# Texte cité:
##########
Et le fichier est réapparu à sa place d'origine?

(si tel est le cas, opte pour la solution Automator que je t'ai indiqué plus haut)


----------



## Calimerosx (10 Février 2013)

bonjour!  oui oui le fichier est réapparu :sick: je vais tenter avec automator ! je vous tien au courant


----------



## edd72 (10 Février 2013)

------


----------



## Calimerosx (12 Mars 2013)

bonsoir!! désolé pour l'absence j'était en déplacement ... alors j'ai tenté la procédure mais même avec cette astuce  elle marche toujours si on persiste a l'ouvrir 2/ 3 fois elle marche


----------



## Calimerosx (2 Avril 2013)

up


----------



## PDD (2 Avril 2013)

Sous 10.8.3 ma caméra n'est jamais active (sauf si je l'active volontairement!) ou bien je me trompe?


----------



## Calimerosx (3 Avril 2013)

bah justement! je veux la désactiver complétement que même si on persiste à l'ouvrir elle s'allume pas


----------



## Calimerosx (6 Avril 2013)

UP


----------



## subsole (6 Avril 2013)

zazthemac a dit:


> Un morceau de scotch opaque dessus? ok je sors.



Je plussois. 
Et c'est impirtable. 

---------- Nouveau message ajouté à 18h57 ---------- Le message précédent a été envoyé à 18h53 ----------

Sinon, teste ça (Lion)  ====> http://techslaves.org/isight-disabler/


----------



## thun (6 Avril 2013)

une question pourquoi vouloir la désactiver ?


----------



## Calimerosx (8 Avril 2013)

@Subsole : ça à marcher merci mais j'ai un nouveau souci, quand je branche ma Cam Usb  (microsoft lifecam studio) elle ne marche pas non plus :/


----------



## subsole (9 Avril 2013)
##########
# Données fournies:

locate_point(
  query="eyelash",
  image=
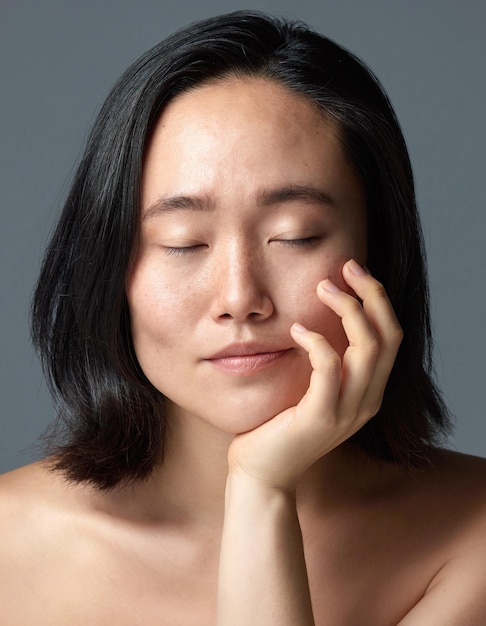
##########
# Consignes des tâches:
A. Extrayez du fil de discussion sur la désactivation de la caméra le passage commençant par « ---------- Nouveau message » et se poursuivant jusqu'à « thun (6 Avril 2013) ».
B. Répondez aux questions suivantes d'après le fil de discussion sur la désactivation de la caméra :
(i) Sous quelle version du système la caméra de PDD n'est-elle jamais active ?
(ii) Quel modèle de caméra USB Calimerosx branche-t-il ?
(iii) Pour quel système subsole précise-t-il que le lien proposé est destiné ?

# Réponses attendues:
A.
---------- Nouveau message ajouté à 18h57 ---------- Le message précédent a été envoyé à 18h53 ----------

Sinon, teste ça (Lion)  ====> http://techslaves.org/isight-disabler/


----------



## thun (6 Avril 2013)

B.
(i) Sous 10.8.3.
(ii) Une Microsoft LifeCam Studio.
(iii) Lion.